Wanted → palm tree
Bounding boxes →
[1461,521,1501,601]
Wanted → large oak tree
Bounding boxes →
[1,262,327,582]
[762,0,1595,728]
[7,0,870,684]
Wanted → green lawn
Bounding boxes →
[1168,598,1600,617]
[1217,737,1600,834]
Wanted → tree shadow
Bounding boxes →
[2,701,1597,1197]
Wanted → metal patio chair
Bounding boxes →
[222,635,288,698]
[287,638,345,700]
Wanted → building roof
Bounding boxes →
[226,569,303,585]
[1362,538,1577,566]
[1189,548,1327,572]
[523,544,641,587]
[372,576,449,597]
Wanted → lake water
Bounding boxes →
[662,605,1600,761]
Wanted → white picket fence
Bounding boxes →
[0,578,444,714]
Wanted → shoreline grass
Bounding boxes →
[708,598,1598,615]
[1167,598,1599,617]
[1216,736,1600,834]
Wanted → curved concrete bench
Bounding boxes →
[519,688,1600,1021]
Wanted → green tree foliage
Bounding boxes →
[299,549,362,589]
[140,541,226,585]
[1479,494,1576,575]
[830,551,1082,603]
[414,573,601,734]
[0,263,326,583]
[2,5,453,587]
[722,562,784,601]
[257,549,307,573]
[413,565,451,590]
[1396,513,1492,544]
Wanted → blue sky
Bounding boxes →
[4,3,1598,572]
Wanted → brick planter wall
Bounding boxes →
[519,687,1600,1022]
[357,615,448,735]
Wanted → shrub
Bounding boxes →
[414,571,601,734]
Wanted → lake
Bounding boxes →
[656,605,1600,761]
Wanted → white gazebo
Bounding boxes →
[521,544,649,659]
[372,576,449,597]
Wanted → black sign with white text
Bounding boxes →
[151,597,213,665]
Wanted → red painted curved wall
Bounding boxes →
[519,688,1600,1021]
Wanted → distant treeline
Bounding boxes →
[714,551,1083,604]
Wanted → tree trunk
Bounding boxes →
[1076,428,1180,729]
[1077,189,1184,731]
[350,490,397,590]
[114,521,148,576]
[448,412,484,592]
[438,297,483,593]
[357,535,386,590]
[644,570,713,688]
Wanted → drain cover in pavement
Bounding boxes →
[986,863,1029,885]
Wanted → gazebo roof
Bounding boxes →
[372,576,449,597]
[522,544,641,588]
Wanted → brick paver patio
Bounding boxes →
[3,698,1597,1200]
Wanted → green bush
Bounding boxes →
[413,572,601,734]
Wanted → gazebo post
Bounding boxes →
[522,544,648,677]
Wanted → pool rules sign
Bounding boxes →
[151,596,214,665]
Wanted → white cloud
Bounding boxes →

● ● ● ●

### Exercise brief
Transcribe all of the records above without altering anything.

### Solution for this problem
Wanted → palm tree
Bounding boxes →
[1461,521,1501,601]
Wanted → large oak tree
Bounding boxes →
[1,262,327,582]
[762,0,1595,728]
[7,0,870,684]
Wanted → green lawn
Bounding boxes →
[1168,598,1600,617]
[1217,737,1600,834]
Wanted → tree shadow
Bounding boxes →
[2,701,1597,1197]
Wanted → metal patio chair
Bounding boxes →
[222,635,288,698]
[287,638,345,700]
Wanted → building roof
Bounding boxes →
[226,569,303,585]
[1362,538,1577,566]
[1189,548,1327,572]
[523,544,641,587]
[372,576,449,597]
Wanted → lake water
Bounding boxes →
[662,605,1600,761]
Wanted → white picket fence
Bounding boxes →
[0,578,444,714]
Wanted → shoreline grass
Bounding boxes →
[708,598,1598,615]
[1167,598,1599,617]
[1216,736,1600,834]
Wanted → curved concrete bench
Bounding boxes →
[519,688,1600,1021]
Wanted → green tree foliage
Bounding boxes →
[299,549,362,589]
[140,541,226,585]
[1479,494,1576,575]
[830,551,1082,603]
[414,573,601,734]
[0,263,326,583]
[2,5,453,587]
[722,562,784,601]
[257,549,307,573]
[413,565,451,590]
[1396,513,1492,544]
Wanted → blue sky
Bounding boxes →
[4,3,1598,572]
Wanted → brick planter wall
Bounding boxes →
[519,687,1600,1022]
[357,615,448,735]
Wanted → shrub
Bounding boxes →
[414,571,601,734]
Wanted → lake
Bounding boxes →
[656,605,1600,761]
Wanted → white gazebo
Bounding boxes →
[521,544,649,659]
[372,576,449,597]
Wanted → black sign with white text
Bounding boxes →
[151,597,213,665]
Wanted → red painted curved wall
Bounding boxes →
[519,688,1600,1021]
Wanted → distant treeline
Bounding boxes →
[714,551,1083,604]
Wanted → tree trunk
Bounding boxes →
[1076,428,1180,729]
[1077,189,1184,731]
[350,490,397,590]
[114,521,148,576]
[448,412,484,592]
[438,297,483,593]
[357,535,386,590]
[644,570,713,688]
Wanted → drain cover in pavement
Bounding boxes →
[986,863,1029,885]
Wanted → gazebo roof
Bounding boxes →
[372,576,449,597]
[522,544,641,588]
Wanted → brick paver patio
Bounding boxes →
[3,698,1597,1200]
Wanted → green bush
Bounding boxes →
[413,572,601,734]
Wanted → gazebo post
Bounding boxes →
[522,544,648,677]
Wanted → pool rules sign
Bounding boxes →
[151,596,214,665]
Wanted → white cloud
Bounding boxes →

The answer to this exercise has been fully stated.